#### ACTIVITY:
The entries shown next need to be written again word for word.

#### PROVIDED RECORDS:
BEGIN
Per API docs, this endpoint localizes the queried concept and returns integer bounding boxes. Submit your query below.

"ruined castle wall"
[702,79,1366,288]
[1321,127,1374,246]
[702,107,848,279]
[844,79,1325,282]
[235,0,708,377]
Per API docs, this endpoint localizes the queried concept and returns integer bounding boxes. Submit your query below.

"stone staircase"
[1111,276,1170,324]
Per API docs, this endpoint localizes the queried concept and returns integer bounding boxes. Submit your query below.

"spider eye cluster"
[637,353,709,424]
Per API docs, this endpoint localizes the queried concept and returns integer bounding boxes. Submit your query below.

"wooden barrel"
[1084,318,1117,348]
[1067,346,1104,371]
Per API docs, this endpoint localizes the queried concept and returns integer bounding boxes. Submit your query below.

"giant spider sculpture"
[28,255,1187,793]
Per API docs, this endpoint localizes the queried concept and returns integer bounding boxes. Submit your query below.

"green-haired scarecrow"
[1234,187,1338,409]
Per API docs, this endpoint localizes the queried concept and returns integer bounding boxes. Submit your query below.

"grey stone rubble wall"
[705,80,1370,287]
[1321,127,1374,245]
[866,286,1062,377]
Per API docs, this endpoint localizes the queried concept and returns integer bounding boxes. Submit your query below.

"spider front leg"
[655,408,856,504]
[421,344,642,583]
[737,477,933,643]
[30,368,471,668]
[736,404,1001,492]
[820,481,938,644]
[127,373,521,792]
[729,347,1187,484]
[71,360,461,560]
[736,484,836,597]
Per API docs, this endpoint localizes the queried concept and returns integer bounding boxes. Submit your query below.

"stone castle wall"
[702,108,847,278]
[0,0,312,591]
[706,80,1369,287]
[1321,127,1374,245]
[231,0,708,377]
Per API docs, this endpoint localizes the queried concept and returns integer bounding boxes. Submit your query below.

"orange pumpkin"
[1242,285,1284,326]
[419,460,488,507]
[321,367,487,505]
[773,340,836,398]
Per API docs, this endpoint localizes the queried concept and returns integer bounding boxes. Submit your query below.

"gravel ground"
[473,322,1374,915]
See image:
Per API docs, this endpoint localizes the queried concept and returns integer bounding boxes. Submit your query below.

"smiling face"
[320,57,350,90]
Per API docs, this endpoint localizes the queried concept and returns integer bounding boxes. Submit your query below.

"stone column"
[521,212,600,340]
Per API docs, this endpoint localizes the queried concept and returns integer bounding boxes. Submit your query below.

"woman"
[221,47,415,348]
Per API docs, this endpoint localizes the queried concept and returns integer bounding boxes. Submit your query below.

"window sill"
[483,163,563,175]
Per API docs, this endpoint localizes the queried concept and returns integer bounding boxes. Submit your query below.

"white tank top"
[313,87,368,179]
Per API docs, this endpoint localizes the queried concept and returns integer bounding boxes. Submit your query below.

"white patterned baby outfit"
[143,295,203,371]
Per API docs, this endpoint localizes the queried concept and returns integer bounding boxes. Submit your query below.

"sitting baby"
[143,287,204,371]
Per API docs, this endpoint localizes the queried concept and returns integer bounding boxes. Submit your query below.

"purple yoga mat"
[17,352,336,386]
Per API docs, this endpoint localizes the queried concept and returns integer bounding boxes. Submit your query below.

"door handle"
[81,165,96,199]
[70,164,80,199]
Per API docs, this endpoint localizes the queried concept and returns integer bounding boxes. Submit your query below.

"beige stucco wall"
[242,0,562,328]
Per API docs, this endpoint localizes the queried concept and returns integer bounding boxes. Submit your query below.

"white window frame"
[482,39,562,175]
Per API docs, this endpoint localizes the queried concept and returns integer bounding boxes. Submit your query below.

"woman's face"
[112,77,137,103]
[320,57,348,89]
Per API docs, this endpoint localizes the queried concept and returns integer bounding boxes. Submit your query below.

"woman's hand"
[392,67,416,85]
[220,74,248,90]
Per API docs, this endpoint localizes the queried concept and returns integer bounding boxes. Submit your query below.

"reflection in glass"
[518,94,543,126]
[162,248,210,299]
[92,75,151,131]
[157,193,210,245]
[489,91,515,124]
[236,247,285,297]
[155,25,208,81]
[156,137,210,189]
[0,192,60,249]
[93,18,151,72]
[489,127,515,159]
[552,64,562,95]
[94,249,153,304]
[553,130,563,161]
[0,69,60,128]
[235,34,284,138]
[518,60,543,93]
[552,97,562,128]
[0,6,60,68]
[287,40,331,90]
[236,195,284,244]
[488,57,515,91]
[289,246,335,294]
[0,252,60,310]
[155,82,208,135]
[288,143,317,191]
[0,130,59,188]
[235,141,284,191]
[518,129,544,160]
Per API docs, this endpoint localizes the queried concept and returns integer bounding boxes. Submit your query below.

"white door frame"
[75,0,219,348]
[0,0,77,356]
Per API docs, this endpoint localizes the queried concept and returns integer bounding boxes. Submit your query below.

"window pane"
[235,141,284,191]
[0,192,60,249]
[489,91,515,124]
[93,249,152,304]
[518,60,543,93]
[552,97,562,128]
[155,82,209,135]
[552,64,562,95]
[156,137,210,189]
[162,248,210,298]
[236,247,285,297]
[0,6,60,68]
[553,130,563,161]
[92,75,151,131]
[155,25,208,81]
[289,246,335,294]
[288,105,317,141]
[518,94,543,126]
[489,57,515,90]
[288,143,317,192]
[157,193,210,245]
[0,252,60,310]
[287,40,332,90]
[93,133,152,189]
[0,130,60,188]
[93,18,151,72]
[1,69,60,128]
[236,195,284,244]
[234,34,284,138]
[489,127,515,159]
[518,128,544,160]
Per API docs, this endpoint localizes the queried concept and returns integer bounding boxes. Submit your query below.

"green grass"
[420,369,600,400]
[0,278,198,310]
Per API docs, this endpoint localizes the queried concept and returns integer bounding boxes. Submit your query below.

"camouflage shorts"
END
#### EXPECTED ANSWER:
Per API docs, this endpoint localizes the queried concept and returns integer bounding boxes. Submit your query below.

"ruined castle wall"
[702,79,1366,288]
[1321,127,1374,246]
[702,107,848,279]
[844,79,1325,282]
[235,0,708,377]
Per API docs, this endpoint localizes the queried concept and returns integer bounding boxes. Submit your query below.

"stone staircase"
[1111,276,1170,324]
Per API docs, this endpoint localizes the queried concept and returns integer bounding boxes. Submit your query below.

"spider eye cluster"
[637,353,709,424]
Per API docs, this endpoint localizes the queried concept and returns integer bounding boxes. Submit your query below.

"wooden barrel"
[1084,318,1117,348]
[1067,346,1104,371]
Per API docs, this endpoint localizes the queried concept and returns integer bounding boxes. Submit your query below.

"giant spider sculpture"
[28,255,1187,793]
Per API docs, this endpoint localizes the queried concept and returns integer bounding boxes. Submit your query below.

"green-haired scarecrow"
[1234,187,1338,409]
Per API docs, this endpoint localizes the queried concept and returns integer bounding boxes. Submit your query below.

"grey stone rubble wall"
[705,80,1370,287]
[1321,127,1374,245]
[866,286,1062,377]
Per API docs, this endpoint localizes the queried concept and returns integer bounding boxes. Submit your query below.

"spider front leg"
[655,408,856,504]
[421,344,642,583]
[737,477,933,643]
[30,368,471,668]
[736,404,1001,492]
[820,481,938,644]
[127,373,521,792]
[729,347,1187,484]
[71,360,461,560]
[736,484,836,597]
Per API docs, this endpoint localizes the queried concept and returns integer bounding boxes. Submit your query below.

"stone castle wall"
[702,108,847,278]
[0,0,312,591]
[706,80,1369,287]
[1321,127,1374,245]
[231,0,708,377]
Per API docs, this endpoint localizes the queried concept and returns integer bounding boxes. Submit your query below.

"orange pumpkin"
[1242,285,1284,326]
[419,460,488,507]
[321,367,487,505]
[773,340,836,398]
Per API docs, this endpoint localizes the queried concept and returns integer bounding boxes. Submit your query below.

"gravel ground"
[473,322,1374,915]
See image:
Per API docs, this endpoint localizes the queried concept and returns integer bounding boxes. Submit your query below.

"smiling face"
[320,57,350,90]
Per API docs, this endpoint localizes the queried concept and returns integer bounding boxes. Submit your query below.

"stone column"
[521,212,600,340]
Per API docs, this endpoint localizes the queried concept and returns integer bounding boxes. Submit your query below.

"woman"
[221,47,415,348]
Per API docs, this endpoint localizes the queried concept and returns integer bounding boxes. Submit your query below.

"window sill"
[483,163,563,175]
Per API docs, this endpoint localizes the queried concept and returns integer bounding boxes. Submit your query below.

"white tank top"
[313,87,368,179]
Per API docs, this endpoint localizes the queried concept and returns integer bounding boxes. Submit your query below.

"white patterned baby outfit"
[143,295,203,371]
Per API docs, this endpoint localizes the queried concept and returns integer bounding boxes. Submit your query below.

"sitting baby"
[143,287,204,371]
Per API docs, this endpoint localizes the queried concept and returns integer bounding boxes. Submit your query below.

"purple yoga mat"
[17,352,336,386]
Per API docs, this endpoint localizes the queried concept and returns integer bounding boxes. Submit your query below.

"door handle"
[81,165,96,199]
[70,164,80,199]
Per API docs, this endpoint localizes the queried concept and returns integer bounding boxes. Submit your query below.

"beige stucco wall"
[242,0,562,328]
Per API docs, this endpoint localizes the queried concept and returns integer bounding boxes. Submit your query below.

"white window frame"
[482,39,562,175]
Per API docs, this endpoint localizes the queried concept and returns integer bounding boxes. Submit your query below.

"woman's face"
[112,77,137,103]
[320,57,348,89]
Per API docs, this endpoint localizes the queried concept and returns integer bounding boxes. Submit your query below.

"woman's hand"
[392,67,416,85]
[220,74,248,90]
Per API docs, this endpoint localizes the queried concept and returns integer bounding boxes. Submit your query below.

"reflection in glass"
[518,94,543,126]
[162,248,210,299]
[92,75,151,131]
[157,193,210,245]
[489,91,515,124]
[236,247,285,297]
[155,25,208,81]
[156,137,210,189]
[0,192,60,249]
[93,18,151,72]
[489,127,515,159]
[552,64,562,95]
[94,249,153,304]
[553,130,563,161]
[0,69,60,128]
[235,34,284,138]
[518,60,543,93]
[552,97,562,128]
[0,6,60,68]
[287,40,331,90]
[236,195,284,244]
[488,57,515,91]
[289,246,335,294]
[0,252,60,310]
[155,82,208,135]
[288,143,317,191]
[0,130,59,188]
[235,141,284,191]
[518,129,544,160]
Per API docs, this endpoint localizes the queried concept and returns integer bounding boxes. Submit your query below.

"white door frame"
[75,0,219,348]
[0,0,77,356]
Per API docs, this endpoint localizes the queried concept and returns integer bounding boxes. Submit your query below.

"window pane"
[235,141,284,191]
[0,192,60,249]
[489,91,515,124]
[93,249,152,304]
[518,60,543,93]
[552,97,562,128]
[155,82,209,135]
[552,64,562,95]
[156,137,210,189]
[162,248,210,298]
[236,247,285,297]
[0,6,60,68]
[553,130,563,161]
[92,75,151,131]
[155,25,208,81]
[289,246,335,294]
[288,105,317,141]
[518,94,543,126]
[489,57,515,90]
[288,143,317,192]
[157,193,210,245]
[0,252,60,310]
[287,40,332,90]
[93,133,152,189]
[0,130,60,188]
[93,18,151,72]
[1,69,60,128]
[236,195,284,244]
[234,34,284,138]
[489,127,515,159]
[518,128,544,160]
Per API docs, this endpoint localizes the queried concept and returns integer bounding boxes. Submit your query below.

"green grass"
[420,369,600,400]
[0,278,198,310]
Per API docs, this endpoint localizes the queried concept and returns integer bounding boxes. Submit your query below.

"camouflage shorts"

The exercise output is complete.